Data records

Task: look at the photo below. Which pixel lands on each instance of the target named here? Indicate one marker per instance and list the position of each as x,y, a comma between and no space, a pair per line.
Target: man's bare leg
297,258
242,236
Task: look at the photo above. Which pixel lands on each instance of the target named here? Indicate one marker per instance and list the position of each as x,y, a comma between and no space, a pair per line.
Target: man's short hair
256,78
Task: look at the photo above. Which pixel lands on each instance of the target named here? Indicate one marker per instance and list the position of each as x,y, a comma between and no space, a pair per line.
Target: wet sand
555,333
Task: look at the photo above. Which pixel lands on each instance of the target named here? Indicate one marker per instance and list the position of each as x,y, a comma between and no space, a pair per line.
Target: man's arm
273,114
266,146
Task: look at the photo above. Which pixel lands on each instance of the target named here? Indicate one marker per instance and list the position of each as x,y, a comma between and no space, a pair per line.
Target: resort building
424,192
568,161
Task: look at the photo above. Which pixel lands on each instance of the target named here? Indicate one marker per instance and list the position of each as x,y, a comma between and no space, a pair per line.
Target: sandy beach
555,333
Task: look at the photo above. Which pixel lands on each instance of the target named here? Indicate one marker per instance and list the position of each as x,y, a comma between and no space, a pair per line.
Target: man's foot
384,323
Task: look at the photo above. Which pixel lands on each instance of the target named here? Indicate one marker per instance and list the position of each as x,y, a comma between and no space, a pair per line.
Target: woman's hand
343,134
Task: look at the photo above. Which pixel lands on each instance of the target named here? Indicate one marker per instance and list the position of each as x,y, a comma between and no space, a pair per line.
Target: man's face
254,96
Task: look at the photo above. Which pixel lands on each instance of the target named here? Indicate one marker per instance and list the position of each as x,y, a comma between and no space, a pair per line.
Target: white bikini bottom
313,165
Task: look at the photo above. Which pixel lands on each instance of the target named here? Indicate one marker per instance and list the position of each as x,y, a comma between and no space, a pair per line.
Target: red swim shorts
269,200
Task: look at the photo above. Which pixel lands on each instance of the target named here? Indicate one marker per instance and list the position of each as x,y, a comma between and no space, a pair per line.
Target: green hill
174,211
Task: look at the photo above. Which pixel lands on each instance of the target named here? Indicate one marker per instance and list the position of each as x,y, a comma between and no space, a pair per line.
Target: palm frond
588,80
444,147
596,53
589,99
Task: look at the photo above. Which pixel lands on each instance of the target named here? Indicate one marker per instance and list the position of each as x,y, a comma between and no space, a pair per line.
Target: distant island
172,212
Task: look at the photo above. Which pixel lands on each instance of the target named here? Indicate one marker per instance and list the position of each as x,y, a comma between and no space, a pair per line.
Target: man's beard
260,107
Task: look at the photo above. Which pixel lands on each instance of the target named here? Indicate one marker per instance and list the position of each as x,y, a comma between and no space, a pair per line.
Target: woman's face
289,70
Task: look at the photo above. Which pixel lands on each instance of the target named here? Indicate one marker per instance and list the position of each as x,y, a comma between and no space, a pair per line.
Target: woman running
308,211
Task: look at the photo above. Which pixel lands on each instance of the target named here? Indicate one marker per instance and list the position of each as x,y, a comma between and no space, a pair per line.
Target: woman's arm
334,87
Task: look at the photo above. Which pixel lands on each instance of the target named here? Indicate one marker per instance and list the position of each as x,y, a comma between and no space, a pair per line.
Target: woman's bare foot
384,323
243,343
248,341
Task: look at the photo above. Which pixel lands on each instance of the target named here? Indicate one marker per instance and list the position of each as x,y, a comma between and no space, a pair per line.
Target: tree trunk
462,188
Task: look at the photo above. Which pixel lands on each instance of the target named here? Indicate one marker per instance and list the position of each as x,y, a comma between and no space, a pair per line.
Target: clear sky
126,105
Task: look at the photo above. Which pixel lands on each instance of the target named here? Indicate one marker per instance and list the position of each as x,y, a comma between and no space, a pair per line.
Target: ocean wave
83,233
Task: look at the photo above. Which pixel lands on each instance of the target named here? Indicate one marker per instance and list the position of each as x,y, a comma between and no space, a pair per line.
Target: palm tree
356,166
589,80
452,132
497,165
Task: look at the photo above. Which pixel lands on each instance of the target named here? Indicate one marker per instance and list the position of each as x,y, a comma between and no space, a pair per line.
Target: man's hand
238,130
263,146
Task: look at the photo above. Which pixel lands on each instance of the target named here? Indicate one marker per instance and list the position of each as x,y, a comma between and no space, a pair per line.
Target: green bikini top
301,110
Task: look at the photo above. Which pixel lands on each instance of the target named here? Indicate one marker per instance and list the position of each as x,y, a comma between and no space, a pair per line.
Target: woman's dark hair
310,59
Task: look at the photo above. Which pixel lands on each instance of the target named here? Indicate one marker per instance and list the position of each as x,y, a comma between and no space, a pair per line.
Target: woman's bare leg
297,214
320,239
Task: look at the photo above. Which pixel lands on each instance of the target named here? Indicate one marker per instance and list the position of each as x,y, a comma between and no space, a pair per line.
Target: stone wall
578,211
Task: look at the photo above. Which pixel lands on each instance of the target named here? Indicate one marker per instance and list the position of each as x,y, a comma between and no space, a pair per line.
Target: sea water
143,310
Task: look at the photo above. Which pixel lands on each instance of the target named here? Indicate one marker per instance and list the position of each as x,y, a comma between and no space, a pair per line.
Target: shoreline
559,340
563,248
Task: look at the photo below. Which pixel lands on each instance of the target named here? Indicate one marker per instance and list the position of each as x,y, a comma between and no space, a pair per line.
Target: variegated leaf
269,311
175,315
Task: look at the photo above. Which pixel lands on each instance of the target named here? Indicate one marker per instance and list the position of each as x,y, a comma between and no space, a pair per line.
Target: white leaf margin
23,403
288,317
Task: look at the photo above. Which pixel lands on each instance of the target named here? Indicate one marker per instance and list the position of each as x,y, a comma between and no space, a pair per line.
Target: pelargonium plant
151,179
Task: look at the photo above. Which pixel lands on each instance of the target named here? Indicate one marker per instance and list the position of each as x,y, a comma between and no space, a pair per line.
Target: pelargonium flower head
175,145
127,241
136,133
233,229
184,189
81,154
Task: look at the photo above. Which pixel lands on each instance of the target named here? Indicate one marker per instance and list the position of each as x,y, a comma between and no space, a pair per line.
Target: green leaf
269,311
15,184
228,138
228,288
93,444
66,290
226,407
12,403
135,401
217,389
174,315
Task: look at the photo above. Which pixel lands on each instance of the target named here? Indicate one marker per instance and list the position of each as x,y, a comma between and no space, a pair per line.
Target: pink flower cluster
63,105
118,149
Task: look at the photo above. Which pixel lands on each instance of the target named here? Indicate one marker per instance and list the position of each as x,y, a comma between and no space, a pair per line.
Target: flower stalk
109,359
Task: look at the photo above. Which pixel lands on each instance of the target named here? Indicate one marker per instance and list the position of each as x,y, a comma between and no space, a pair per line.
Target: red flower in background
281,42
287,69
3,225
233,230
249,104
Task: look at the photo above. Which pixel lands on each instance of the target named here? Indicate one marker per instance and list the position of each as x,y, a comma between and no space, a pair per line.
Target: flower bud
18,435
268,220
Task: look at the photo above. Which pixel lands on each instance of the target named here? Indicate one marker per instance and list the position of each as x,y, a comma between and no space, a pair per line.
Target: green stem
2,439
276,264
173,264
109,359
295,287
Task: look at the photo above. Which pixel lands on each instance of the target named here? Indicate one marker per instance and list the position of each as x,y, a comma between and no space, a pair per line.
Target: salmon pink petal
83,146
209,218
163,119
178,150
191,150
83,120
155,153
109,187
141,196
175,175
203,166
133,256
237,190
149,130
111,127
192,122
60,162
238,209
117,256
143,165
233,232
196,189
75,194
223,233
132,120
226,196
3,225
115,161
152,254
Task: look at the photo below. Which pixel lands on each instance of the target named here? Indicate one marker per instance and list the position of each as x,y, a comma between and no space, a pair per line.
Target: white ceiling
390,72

▶ **Direction**: Retype the listing above in full, with no alterations.

▶ **Answer to this task**:
Task: look at the photo below. Which pixel lands on each instance of the target named here? Indicate one marker per instance and list the position of each as x,y, a comma between and no space, a pair per line.
Target: man's bare leg
297,258
242,236
Task: look at the photo above. Which pixel lands on each instance of the target named here? Indicate one marker per instance and list the position of each as x,y, a comma between and no space, a pair per line.
Target: man's short hair
256,78
Task: look at the photo above. Which pixel lands on each instance of the target named here? Indicate one marker per instance and list the position of each as x,y, a comma between and no space, a pair per line.
Target: wet sand
555,333
Task: look at the photo above. Which pixel lands on each instance of the target named here? Indicate one marker per instance and list the position of each as x,y, a comma between and no space, a pair per line.
Target: man's arm
273,114
266,146
Task: look at the photo above. Which pixel lands on each instance of the target named here? Indicate one marker per instance and list the position of each as x,y, a comma between and no space, a pair per line.
Target: resort building
424,192
568,161
Task: look at the photo above. Which pixel lands on each instance of the target named here? Indicate one marker per instance and list the position of each as x,y, a comma between and no space, a pair per line.
Target: sandy beach
555,333
Task: look at the photo above. Which pixel lands on each instance of the target named here? Indicate one marker per instance and list the position of each as x,y, a comma between and no space, a pair per line.
Target: man's foot
384,323
Task: look at the photo above. Which pixel lands on each instance of the target named here? Indicate one marker per instance and list the position of each as x,y, a comma between and no space, a pair per line.
Target: woman's hand
343,134
Task: look at the photo above. Which pixel lands on each instance of the target named here? Indicate one marker per instance and list the position of each as x,y, a comma between and no space, a pair per line.
Target: man's face
254,96
Task: look at the photo above. Which pixel lands on each instance of the target named here? Indicate one marker per instance and list the position of each as x,y, a comma between and no space, a pair per line.
Target: white bikini bottom
313,165
Task: look at the photo above. Which pixel lands on each instance of the target named here? Indicate one marker per instance and list the position of each as x,y, a comma between and no space, a pair per line.
Target: red swim shorts
269,200
Task: look at the photo above. Which pixel lands on each instance of the target named here? Indicate one marker per instance and list the position of each as x,y, a comma between and no space, a pair per line.
Target: green hill
174,211
Task: look at the photo above. Which pixel lands on each instance of the target named here? Indicate one marker per instance and list the position of each as x,y, a comma between and no space, a pair per line.
Target: palm frond
588,80
444,147
596,53
589,99
Task: look at the photo above. Which pixel lands on each instance of the target named here? Indicate one marker per instance and list the position of each as x,y, a comma between and no space, a pair per line.
Target: distant island
172,212
Task: look at the photo above. Which pixel lands on each instance of the target named here? Indicate one marker per instance and list the position of each as x,y, a comma between and no space, a pair per line.
Target: man's beard
260,107
Task: look at the photo above. Which pixel lands on each instance of the target named here? Indicate one marker per instance and list the position of each as x,y, a comma between and no space, a pair per line.
Target: woman's face
289,70
Task: look at the photo above. Which pixel lands on each instance of the target named here? Indicate one marker per instance and list the position of each as x,y, a comma between and no space, a pair per line.
Target: woman running
308,211
Task: look at the photo above. Which pixel lands on each instance of the target named here? Indicate one marker per instance and list the position of each as x,y, a comma between and no space, a pair per line.
Target: woman's arm
334,87
Task: look at the photo above. Which pixel lands on each instance of the target named here? Indicate one marker per instance and list the position of each as x,y, a comma between and no space, a pair per line.
Target: woman's bare foot
384,323
243,343
248,341
Task: look at the photo above. Which pixel lands on each instance of the target named here? Indicate one marker per instance and list the position of each as x,y, a comma between and no space, a pair per line.
Target: tree trunk
462,188
Task: look at the photo above. Which pixel lands on each instance of the target named here? Indicate one marker per instance and list the position of each as x,y, a comma between and no space, a pair per line.
Target: clear sky
126,105
Task: look at the photo above. Which pixel lands on each instance of the target named here? Indicate one marker per instance and list the position of each as x,y, a comma between and no space, a pair per line.
Target: ocean wave
83,233
Task: look at the photo above. Which pixel lands on each instance of the target named here? Indicate one marker per instance and list the position of each as x,y, a comma between and no space, a pair per line.
Target: palm tree
356,166
589,80
452,132
497,165
Task: look at the photo above. Which pixel lands on each instance of the target named here? Indicate one marker per instance and list the position of each as x,y, a comma between and no space, a pair per line.
Target: man's hand
238,130
263,146
Task: look at the photo above. Which pixel lands on each instance of the target named here? Indicate one marker per instance and list the position of each as x,y, a comma between and no space, a pair per line.
Target: green bikini top
301,110
Task: look at the photo above. Which pixel lands on each instance of the target named here? Indicate one marker per instance and list the position of each as x,y, a comma between and no space, a pair per line.
Target: woman's dark hair
310,59
Task: look at the photo above. Which pixel lands on each instance of the target named here? Indicate one marker per instance and list the position of each as x,y, a comma between and no space, a pair per line.
Target: woman's bare leg
297,214
320,239
Task: look at the photo above. Which pixel lands on each instance of the target named here? Indicate one marker per instance and list the position of each as x,y, a comma between and no space, a pair per line.
Target: stone wall
578,211
Task: look at the photo above. Which pixel lands on each instance of the target named here? Indicate one marker per instance and list the position of each as x,y, a comma between and no space, a pair per line.
Target: sea water
143,310
Task: look at the photo above. Which pixel lands on each instance of the target named here? Indicate one marker per instance and list the position of each as x,y, a comma between and no space, a pair per line.
Target: shoreline
559,340
563,248
Task: look at the photo below. Which pixel lands on each instance of the target named here? Indicate one marker per instance and list the position of each as x,y, a comma between and no space, a pair per line.
Target: variegated leaf
269,311
175,315
Task: look at the photo above. Which pixel lands on each instance of the target named here? Indicate one marker per instance and list the position of each as x,y, a comma between and no space, a pair per line.
Target: white leaf margin
23,403
288,317
Task: look at the photo above. Which pixel lands on each instance of the target named here? Indicate one marker per instance and list the position of each as x,y, a comma between and no space, a pair per line.
Target: pelargonium plant
151,179
Task: look at the photo above. Which pixel lands on each instance of the target named here? Indicate one marker per instance and list the position of each as x,y, a comma between and no space, a pair per line.
Target: pelargonium flower head
175,145
127,241
136,133
233,229
184,189
81,154
Task: look at the photo above. Which pixel lands on each instance of the target named here? Indicate one marker per instance and list the position of each as x,y, a comma between and no space, a pair per line.
Target: green leaf
269,311
15,184
228,138
228,288
93,444
66,290
226,407
12,403
135,401
217,389
174,315
Task: look at the photo above. Which pixel lands on each instance of the target named here? Indicate one marker per instance and list the position of each as x,y, a comma between and no space, a pair per line.
Target: pink flower cluster
63,105
118,149
Task: look at the photo above. Which pixel lands on each instance of the target named here? Indicate one marker per instance and list the position of each as x,y, a comma between and no space, a pair per line.
Target: flower stalk
109,359
Task: look at the photo above. Which pixel lands on each instance of the target named here? Indicate one marker per instance and list the position of each as x,y, a comma between and no space, a pair per line.
Target: red flower in background
281,42
287,69
3,225
233,230
249,104
Task: look at the photo above. Which pixel lands on each instance of the target named here? Indicate one marker per instance and list the position of each as x,y, a comma between and no space, a pair per line.
Target: flower bud
18,435
268,220
Task: look at the photo above. Which pixel lands on each instance of the target named here? Indicate one marker per instance and list the position of each as x,y, a comma between and no space, a pair per line.
Target: green stem
2,439
276,264
173,264
109,359
295,287
Task: look at the photo above. Which pixel lands on each instance of the target named here? Indicate one marker per instance and list the position of each as x,y, a comma between and no space, a pair per line.
Target: salmon pink petal
83,146
209,218
163,119
178,150
191,150
83,120
155,153
109,187
141,196
175,175
203,166
133,256
237,190
149,130
111,127
192,122
60,162
238,209
117,256
143,165
233,232
196,189
75,194
223,233
132,120
226,196
3,225
115,161
152,254
Task: look at the photo below. Which pixel lands on each instance of the target named here? Indicate one marker per instance and list the position of each as x,y, a comma between and no space, a pair per line.
Target: white ceiling
390,72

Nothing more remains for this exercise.